▸ 文章选段
******
用XPATH解析网页并抓取要的内容

203 篇文章 3 订阅
41 篇文章 0 订阅

用XPATH解析网页并抓取要的内容

HTML解析器有很多种,最常用的是HtmlAgilityPack和SgmlReader(http://sourceforge.net/projects/dekiwiki/files/SgmlReader/)。


这里使用的是HtmlAgilityPack:

下载地址:http://htmlagilitypack.codeplex.com
也可以用nuget
To install HtmlAgilityPack, run the following command in the Package Manager Console
PM> Install-Package HtmlAgilityPack

同时官网提供了一个自动生成xpath路径的工具HAP Explorer。(http://htmlagilitypack.codeplex.com/downloads/get/120936)

关于XPATH表达式以及相关教程参见:http://blog.csdn.net/huwei2003/article/details/48338165

获取HTML的方式有很多种:

1.通过HttpWebRequest类可实现模拟登录并获取页面信息

2.用第三方控件模拟登录
如下:
1.实现模拟登录:

从http://code.google.com/p/autotester/downloads/list 下载AutoTesterLib.dll
在项目里添加AutoTesterLib.dll的引用.

代码如下:

    protected void Page_Load(object sender, EventArgs e)
    {
        string url = "http://rencai.baidu.com/user/login.jsp";
        TestSession ts = new HTMLTestSession();
        ts.Browser.Start(url);
    //这里你可以用任意属性查找,比如name=1;type=password等等.用分号分隔.
******
▸ 练习要求
根据这篇讲用XPATH抓取网页的文章回答：
1. 文中说最常用的两种HTML解析器是哪两种？
2. 官网提供的自动生成xpath路径的工具叫什么？
3. 实现模拟登录时，要在项目里添加哪个文件的引用？
这些条目来自另一来源。
******
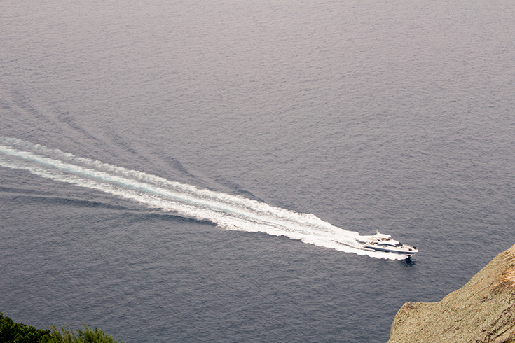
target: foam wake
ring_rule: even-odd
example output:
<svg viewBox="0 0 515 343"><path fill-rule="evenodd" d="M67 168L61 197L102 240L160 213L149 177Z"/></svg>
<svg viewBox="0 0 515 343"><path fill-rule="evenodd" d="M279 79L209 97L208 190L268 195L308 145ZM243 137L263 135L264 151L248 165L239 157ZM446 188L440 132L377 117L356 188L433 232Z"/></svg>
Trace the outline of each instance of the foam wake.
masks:
<svg viewBox="0 0 515 343"><path fill-rule="evenodd" d="M0 166L95 189L149 208L210 220L227 230L286 236L304 243L378 258L401 260L393 253L363 249L366 236L347 231L313 214L274 207L242 197L200 190L20 139L0 136Z"/></svg>

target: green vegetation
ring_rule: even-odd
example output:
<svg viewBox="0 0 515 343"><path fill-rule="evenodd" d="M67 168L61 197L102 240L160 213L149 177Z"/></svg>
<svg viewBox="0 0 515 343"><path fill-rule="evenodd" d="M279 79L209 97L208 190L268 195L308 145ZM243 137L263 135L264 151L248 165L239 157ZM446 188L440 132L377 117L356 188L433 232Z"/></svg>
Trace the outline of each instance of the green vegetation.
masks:
<svg viewBox="0 0 515 343"><path fill-rule="evenodd" d="M15 323L0 312L0 343L118 343L102 330L96 328L91 330L85 324L83 325L84 330L77 330L76 335L68 326L60 330L55 326L47 330L38 330L22 323Z"/></svg>

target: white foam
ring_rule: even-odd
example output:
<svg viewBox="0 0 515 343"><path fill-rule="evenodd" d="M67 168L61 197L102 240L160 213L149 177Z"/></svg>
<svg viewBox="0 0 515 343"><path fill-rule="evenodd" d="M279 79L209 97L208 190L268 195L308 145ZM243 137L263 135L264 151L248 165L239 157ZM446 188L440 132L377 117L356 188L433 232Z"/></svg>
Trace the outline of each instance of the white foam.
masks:
<svg viewBox="0 0 515 343"><path fill-rule="evenodd" d="M286 236L304 243L377 258L406 258L362 248L364 236L337 227L313 214L300 214L242 197L170 181L154 175L77 158L59 150L0 136L0 166L95 189L187 218L207 220L227 230Z"/></svg>

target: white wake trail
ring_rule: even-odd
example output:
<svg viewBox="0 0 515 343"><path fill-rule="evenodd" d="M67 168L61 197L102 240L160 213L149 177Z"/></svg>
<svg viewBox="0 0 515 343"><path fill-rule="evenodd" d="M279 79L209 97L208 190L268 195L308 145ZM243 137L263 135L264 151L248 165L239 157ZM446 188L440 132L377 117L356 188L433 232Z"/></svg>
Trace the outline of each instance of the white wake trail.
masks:
<svg viewBox="0 0 515 343"><path fill-rule="evenodd" d="M286 236L305 243L378 258L393 253L362 248L366 236L347 231L313 214L299 214L219 192L170 181L140 172L78 158L20 139L0 136L0 166L95 189L179 216L207 220L227 230Z"/></svg>

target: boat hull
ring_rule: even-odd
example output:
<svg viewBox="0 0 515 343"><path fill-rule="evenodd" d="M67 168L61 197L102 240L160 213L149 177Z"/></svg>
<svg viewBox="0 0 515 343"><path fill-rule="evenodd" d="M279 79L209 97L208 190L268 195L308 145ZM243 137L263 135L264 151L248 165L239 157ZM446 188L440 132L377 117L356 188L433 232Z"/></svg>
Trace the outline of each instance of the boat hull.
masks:
<svg viewBox="0 0 515 343"><path fill-rule="evenodd" d="M364 248L366 249L374 250L376 251L380 251L382 253L398 253L399 255L407 255L408 256L415 255L416 253L418 252L418 250L414 250L411 251L405 251L405 250L393 250L393 249L389 249L387 248L382 248L380 246L365 246Z"/></svg>

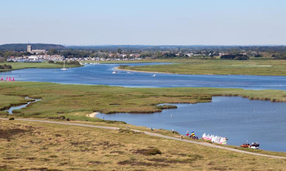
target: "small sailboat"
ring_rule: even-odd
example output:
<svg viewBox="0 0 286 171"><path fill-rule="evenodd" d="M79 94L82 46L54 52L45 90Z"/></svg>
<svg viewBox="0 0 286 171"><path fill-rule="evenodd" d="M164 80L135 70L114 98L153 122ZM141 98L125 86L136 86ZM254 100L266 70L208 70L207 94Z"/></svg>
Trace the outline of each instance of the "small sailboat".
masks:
******
▸ 参考答案
1. HtmlAgilityPack和SgmlReader。
2. HAP Explorer。
3. AutoTesterLib.dll。